=== TASK DATA ===

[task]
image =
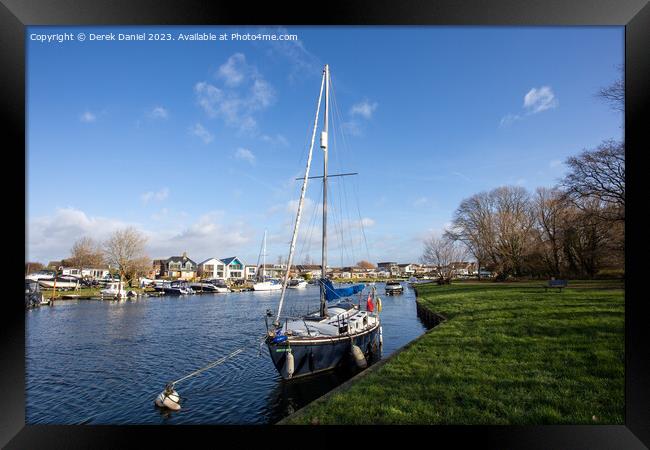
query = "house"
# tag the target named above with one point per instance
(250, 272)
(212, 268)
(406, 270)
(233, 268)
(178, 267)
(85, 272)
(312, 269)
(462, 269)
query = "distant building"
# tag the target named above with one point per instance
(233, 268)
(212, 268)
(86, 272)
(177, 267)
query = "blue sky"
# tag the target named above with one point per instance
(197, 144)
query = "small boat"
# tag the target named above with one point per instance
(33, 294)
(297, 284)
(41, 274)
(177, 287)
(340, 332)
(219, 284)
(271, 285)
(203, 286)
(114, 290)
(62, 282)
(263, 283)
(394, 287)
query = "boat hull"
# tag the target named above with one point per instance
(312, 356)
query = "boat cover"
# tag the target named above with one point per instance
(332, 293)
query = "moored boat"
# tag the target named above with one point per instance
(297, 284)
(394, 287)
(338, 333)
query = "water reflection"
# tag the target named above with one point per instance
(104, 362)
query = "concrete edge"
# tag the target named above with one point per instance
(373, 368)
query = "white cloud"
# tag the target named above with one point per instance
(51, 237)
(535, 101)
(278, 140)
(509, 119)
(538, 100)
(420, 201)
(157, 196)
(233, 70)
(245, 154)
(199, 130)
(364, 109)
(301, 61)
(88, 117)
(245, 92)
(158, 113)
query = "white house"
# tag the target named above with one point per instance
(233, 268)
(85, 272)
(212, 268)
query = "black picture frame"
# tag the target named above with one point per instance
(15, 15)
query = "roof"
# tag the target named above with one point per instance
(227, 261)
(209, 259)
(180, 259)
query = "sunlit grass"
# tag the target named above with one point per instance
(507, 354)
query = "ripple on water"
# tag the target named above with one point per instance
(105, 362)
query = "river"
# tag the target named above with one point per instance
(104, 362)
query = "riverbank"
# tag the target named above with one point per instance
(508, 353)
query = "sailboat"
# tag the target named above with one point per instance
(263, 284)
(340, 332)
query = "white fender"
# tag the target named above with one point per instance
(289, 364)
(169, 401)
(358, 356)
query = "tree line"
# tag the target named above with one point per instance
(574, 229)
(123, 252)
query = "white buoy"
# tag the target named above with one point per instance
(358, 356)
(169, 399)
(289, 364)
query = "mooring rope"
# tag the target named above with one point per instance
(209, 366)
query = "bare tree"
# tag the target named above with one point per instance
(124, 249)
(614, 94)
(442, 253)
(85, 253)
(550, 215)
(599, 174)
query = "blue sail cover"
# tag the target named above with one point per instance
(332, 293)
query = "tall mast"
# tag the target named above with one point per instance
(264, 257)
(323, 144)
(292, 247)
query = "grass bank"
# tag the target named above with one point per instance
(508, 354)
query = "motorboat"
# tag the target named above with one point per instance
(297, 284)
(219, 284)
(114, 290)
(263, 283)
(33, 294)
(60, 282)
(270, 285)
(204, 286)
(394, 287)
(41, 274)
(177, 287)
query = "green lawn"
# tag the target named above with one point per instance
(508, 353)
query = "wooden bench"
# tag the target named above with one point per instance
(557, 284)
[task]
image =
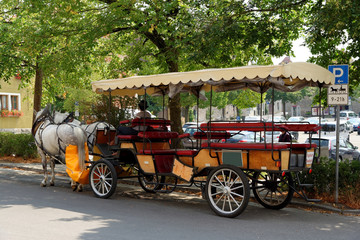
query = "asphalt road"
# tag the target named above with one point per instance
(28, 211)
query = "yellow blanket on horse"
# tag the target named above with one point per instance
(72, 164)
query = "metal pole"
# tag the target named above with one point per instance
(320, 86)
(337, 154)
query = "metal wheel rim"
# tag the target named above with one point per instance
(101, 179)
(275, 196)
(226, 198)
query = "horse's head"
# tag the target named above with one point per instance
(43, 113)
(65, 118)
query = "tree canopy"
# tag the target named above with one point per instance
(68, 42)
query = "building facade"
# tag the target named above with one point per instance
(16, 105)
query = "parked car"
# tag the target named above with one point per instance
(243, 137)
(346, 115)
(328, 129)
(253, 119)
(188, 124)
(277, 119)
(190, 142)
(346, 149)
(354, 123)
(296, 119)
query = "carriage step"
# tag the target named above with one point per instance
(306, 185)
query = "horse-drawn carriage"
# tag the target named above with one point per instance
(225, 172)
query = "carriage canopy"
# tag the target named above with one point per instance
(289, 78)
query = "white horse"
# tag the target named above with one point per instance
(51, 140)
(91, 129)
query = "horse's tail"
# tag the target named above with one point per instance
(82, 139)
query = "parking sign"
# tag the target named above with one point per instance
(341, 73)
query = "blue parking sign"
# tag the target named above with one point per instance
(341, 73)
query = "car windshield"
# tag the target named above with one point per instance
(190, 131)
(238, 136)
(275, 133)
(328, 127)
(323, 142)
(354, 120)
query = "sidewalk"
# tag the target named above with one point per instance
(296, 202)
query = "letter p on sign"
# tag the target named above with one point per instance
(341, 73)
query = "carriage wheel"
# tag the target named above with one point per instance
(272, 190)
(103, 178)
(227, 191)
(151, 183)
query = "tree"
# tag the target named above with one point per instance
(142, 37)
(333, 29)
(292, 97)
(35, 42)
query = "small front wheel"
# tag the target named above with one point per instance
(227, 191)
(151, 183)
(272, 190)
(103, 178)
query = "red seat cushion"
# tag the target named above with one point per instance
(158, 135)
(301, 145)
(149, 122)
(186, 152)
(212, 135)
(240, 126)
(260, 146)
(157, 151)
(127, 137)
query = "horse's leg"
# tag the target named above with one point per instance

===

The material above must be printed exactly, with its pictures left out.

[task]
image =
query = "house"
# tag the target named above with one point per instance
(250, 272)
(212, 268)
(406, 270)
(233, 268)
(178, 267)
(85, 272)
(312, 269)
(462, 269)
query = "distant building"
# tag the target named above with one point per instance
(233, 268)
(212, 268)
(86, 272)
(177, 267)
query = "blue sky"
# tag the target named above with one point per instance
(197, 144)
query = "small boat"
# tag the target named above with one point per instance
(33, 294)
(297, 284)
(41, 274)
(177, 287)
(340, 332)
(219, 284)
(271, 285)
(203, 286)
(114, 290)
(62, 282)
(263, 283)
(394, 287)
query = "boat hull"
# tag the target named above with one point per instance
(312, 356)
query = "boat cover"
# tag the target named above with one point per instance
(332, 293)
query = "moored boat"
# tag the target named above with one point per instance
(297, 284)
(394, 287)
(338, 333)
query = "water reflection"
# tag the target named above with one point per instance
(104, 362)
query = "concrete edge"
# tag the target named above with one point per instance
(373, 368)
query = "white cloud"
# tag the target named above with one point per instance
(51, 237)
(535, 101)
(278, 140)
(509, 119)
(538, 100)
(420, 201)
(157, 196)
(233, 70)
(245, 154)
(199, 130)
(364, 109)
(301, 61)
(88, 117)
(245, 92)
(158, 113)
query = "white house"
# tag the target named above with one point per instance
(233, 268)
(85, 272)
(212, 268)
query = "black picture frame"
# tag the target named above with one point per instance
(15, 15)
query = "roof"
# tag the target named above with one point per instance
(227, 261)
(209, 259)
(180, 259)
query = "sunlit grass"
# tag the target named above with one point per instance
(507, 354)
query = "ripple on water"
# tag the target named above with one point per instance
(105, 362)
query = "river"
# tag the target named above with one point per instance
(104, 362)
query = "riverbank"
# tag the target named above with one point per instance
(508, 353)
query = "sailboat"
# tag the target named above with one point per instance
(263, 284)
(340, 332)
query = "white fender"
# tag the target named above with one point per instance
(289, 364)
(169, 401)
(358, 356)
query = "tree line"
# tag the target named above with one point per instance
(574, 229)
(123, 252)
query = "white buoy"
# tag the target named above with one point per instance
(358, 356)
(169, 399)
(289, 364)
query = "mooring rope"
# tag the target named above with one point per instance
(209, 366)
query = "bare tree"
# tag the target named above with one point per instance
(124, 249)
(614, 94)
(442, 253)
(85, 253)
(550, 215)
(599, 174)
query = "blue sail cover"
# tag the target named above with one point per instance
(332, 293)
query = "tall mast"
# tag the target named above with one point per instance
(264, 257)
(323, 144)
(292, 247)
query = "grass bank"
# tag the target named above with one point per instance
(508, 354)
query = "motorboat"
# tag the target named above with one point per instance
(297, 284)
(219, 284)
(114, 290)
(263, 283)
(33, 294)
(60, 282)
(270, 285)
(204, 286)
(394, 287)
(41, 274)
(177, 287)
query = "green lawn"
# tag the target named above with one point per instance
(508, 353)
query = "wooden bench"
# tag the target named above with one point per instance
(557, 284)
[task]
image =
query = "asphalt road"
# tag the target named above with one point per instance
(28, 211)
query = "yellow blanket on horse"
# tag the target named above with one point per instance
(72, 164)
query = "metal pole"
# tag the target named above with one point per instance
(320, 86)
(337, 154)
query = "metal wheel rim"
# tag the target named above with one point per instance
(101, 179)
(275, 196)
(226, 198)
query = "horse's head"
# tag the target named above with one point per instance
(43, 113)
(65, 118)
query = "tree canopy"
# tag the target named above with one point per instance
(68, 42)
query = "building facade"
# tag the target named above with one point per instance
(16, 105)
query = "parked car"
# tag the target named above with one point per instance
(243, 137)
(346, 115)
(328, 129)
(253, 119)
(188, 124)
(277, 119)
(190, 142)
(346, 149)
(354, 123)
(296, 119)
query = "carriage step"
# tag the target named above with one point per instance
(306, 185)
query = "horse-drawn carriage"
# tag the target named above with one point per instance
(225, 172)
query = "carriage canopy"
# tag the target named above with one point per instance
(289, 78)
query = "white horse"
# tag the target named above with one point per instance
(51, 140)
(91, 129)
query = "horse's tail"
# tag the target named above with one point per instance
(82, 139)
query = "parking sign"
# tag the target named above with one point per instance
(341, 73)
query = "blue parking sign"
# tag the target named above with one point per instance
(341, 73)
query = "car windshield"
# tag the target named above with one point per instance
(190, 131)
(238, 136)
(275, 133)
(328, 127)
(323, 142)
(354, 120)
query = "sidewalk"
# tag the target named above with one point per instance
(296, 202)
query = "letter p on sign"
# tag the target named above with one point per instance
(341, 73)
query = "carriage wheel"
# tag the target named above with one point per instance
(272, 190)
(103, 178)
(227, 191)
(151, 183)
query = "tree"
# tag the target named above with one point per instance
(142, 37)
(333, 29)
(292, 97)
(35, 42)
query = "small front wheel"
# tag the target named above with one point per instance
(227, 191)
(151, 183)
(272, 190)
(103, 178)
query = "red seat cushion"
# tag the target named above with one point per instance
(158, 135)
(301, 145)
(149, 122)
(186, 152)
(212, 135)
(240, 126)
(260, 146)
(157, 151)
(127, 137)
query = "horse's leg"
# tag the target named above with one point per instance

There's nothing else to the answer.